___ Data shown
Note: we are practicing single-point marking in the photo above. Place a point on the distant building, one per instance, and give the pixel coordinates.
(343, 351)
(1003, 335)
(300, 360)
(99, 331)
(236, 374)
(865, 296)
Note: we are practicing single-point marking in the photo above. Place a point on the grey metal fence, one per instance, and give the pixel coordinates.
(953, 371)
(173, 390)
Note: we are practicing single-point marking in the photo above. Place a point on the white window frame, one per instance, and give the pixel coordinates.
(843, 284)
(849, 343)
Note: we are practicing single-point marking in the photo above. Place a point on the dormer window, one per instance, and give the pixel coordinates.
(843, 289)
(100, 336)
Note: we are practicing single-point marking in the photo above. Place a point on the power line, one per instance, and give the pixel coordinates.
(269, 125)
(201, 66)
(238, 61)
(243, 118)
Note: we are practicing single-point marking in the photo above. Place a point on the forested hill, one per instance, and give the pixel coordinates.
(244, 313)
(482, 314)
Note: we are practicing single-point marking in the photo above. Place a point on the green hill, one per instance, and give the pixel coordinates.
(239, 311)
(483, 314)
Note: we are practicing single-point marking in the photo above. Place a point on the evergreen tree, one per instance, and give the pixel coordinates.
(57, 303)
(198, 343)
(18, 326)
______
___ Data shown
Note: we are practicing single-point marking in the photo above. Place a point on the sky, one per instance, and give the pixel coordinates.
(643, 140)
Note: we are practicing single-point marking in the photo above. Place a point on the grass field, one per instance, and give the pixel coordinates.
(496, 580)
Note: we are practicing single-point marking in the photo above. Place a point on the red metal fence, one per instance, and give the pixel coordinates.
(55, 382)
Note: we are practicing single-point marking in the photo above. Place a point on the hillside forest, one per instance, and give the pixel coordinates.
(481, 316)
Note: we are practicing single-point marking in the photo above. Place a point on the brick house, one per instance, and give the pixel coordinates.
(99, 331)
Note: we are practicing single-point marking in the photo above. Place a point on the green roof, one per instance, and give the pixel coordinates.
______
___ Data shown
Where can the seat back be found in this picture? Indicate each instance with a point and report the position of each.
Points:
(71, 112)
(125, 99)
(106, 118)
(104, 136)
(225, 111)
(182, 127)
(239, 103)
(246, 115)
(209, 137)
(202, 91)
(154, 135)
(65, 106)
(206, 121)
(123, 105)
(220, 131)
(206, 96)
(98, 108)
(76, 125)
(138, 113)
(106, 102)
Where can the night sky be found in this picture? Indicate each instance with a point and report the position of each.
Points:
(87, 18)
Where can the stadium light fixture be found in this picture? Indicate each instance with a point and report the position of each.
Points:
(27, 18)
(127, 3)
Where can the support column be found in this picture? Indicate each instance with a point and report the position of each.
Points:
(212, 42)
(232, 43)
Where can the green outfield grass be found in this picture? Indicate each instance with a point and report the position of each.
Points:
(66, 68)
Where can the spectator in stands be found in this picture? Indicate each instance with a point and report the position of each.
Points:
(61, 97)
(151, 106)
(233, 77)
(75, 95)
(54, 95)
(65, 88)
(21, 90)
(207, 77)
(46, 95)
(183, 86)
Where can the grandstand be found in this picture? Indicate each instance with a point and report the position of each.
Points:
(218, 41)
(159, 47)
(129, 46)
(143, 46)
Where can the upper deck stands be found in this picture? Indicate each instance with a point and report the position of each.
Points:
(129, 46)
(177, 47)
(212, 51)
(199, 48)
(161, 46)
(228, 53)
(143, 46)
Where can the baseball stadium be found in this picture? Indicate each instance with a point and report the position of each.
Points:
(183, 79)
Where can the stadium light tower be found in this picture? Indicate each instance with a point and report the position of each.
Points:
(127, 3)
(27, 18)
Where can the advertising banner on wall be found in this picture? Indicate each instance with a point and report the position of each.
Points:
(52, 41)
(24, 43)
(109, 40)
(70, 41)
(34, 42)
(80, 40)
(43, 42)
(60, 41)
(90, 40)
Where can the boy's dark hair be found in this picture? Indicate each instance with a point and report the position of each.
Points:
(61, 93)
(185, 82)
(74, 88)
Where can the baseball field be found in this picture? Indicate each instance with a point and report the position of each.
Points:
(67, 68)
______
Please count the lines above that contain the string "baseball" and reply with the number alone.

2